▶ WHAT IS BEING ASKED: Put the lines below into a Markdown table with two columns, "Row" for the row number and "Line" for the line itself, leaving out the blank lines.

Segmentation labeling entries:
★ ★ ★ ★ ★

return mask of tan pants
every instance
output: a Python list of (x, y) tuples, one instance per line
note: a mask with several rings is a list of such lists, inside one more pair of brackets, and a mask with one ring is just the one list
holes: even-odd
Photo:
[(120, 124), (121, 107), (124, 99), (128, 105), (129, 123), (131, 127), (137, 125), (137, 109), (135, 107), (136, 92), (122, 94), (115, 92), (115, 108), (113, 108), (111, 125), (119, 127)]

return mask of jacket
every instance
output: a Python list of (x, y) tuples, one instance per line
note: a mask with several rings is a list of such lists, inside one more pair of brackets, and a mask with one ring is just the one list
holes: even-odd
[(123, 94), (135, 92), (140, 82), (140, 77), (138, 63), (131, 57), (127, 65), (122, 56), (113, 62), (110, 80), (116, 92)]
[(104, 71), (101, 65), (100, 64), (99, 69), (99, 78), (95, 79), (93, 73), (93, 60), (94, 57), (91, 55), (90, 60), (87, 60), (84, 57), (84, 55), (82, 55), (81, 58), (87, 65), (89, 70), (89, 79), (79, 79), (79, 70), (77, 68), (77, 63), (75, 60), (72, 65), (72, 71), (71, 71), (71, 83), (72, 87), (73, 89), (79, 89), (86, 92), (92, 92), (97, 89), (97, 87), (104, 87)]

★ ★ ★ ★ ★

▶ TASK RESPONSE:
| Row | Line |
|---|---|
| 1 | return mask of tan pants |
| 2 | every instance |
| 3 | output: a Python list of (x, y) tuples, one instance per line |
| 4 | note: a mask with several rings is a list of such lists, inside one more pair of brackets, and a mask with one ring is just the one list |
| 5 | holes: even-odd |
| 6 | Photo: |
| 7 | [(120, 124), (121, 107), (124, 99), (128, 105), (129, 123), (131, 127), (137, 125), (137, 109), (135, 107), (136, 92), (122, 94), (115, 92), (115, 108), (113, 108), (111, 125), (119, 127)] |
| 8 | return mask of jacket |
| 9 | every instance |
| 10 | output: a Python list of (x, y) tuples, one instance per line |
| 11 | note: a mask with several rings is a list of such lists, inside one more pair of brackets, and a mask with one ring is just the one list |
| 12 | holes: even-odd |
| 13 | [(123, 94), (135, 92), (140, 82), (140, 77), (138, 63), (131, 57), (127, 65), (122, 56), (113, 62), (110, 80), (116, 92)] |
| 14 | [(104, 71), (101, 65), (100, 64), (99, 69), (99, 78), (95, 79), (93, 73), (93, 60), (94, 57), (91, 55), (90, 60), (87, 60), (84, 57), (84, 55), (82, 55), (81, 58), (87, 65), (89, 70), (89, 79), (79, 79), (79, 70), (77, 68), (77, 63), (75, 60), (72, 65), (72, 71), (71, 71), (71, 83), (72, 87), (73, 89), (79, 89), (86, 92), (92, 92), (97, 89), (97, 87), (104, 87)] |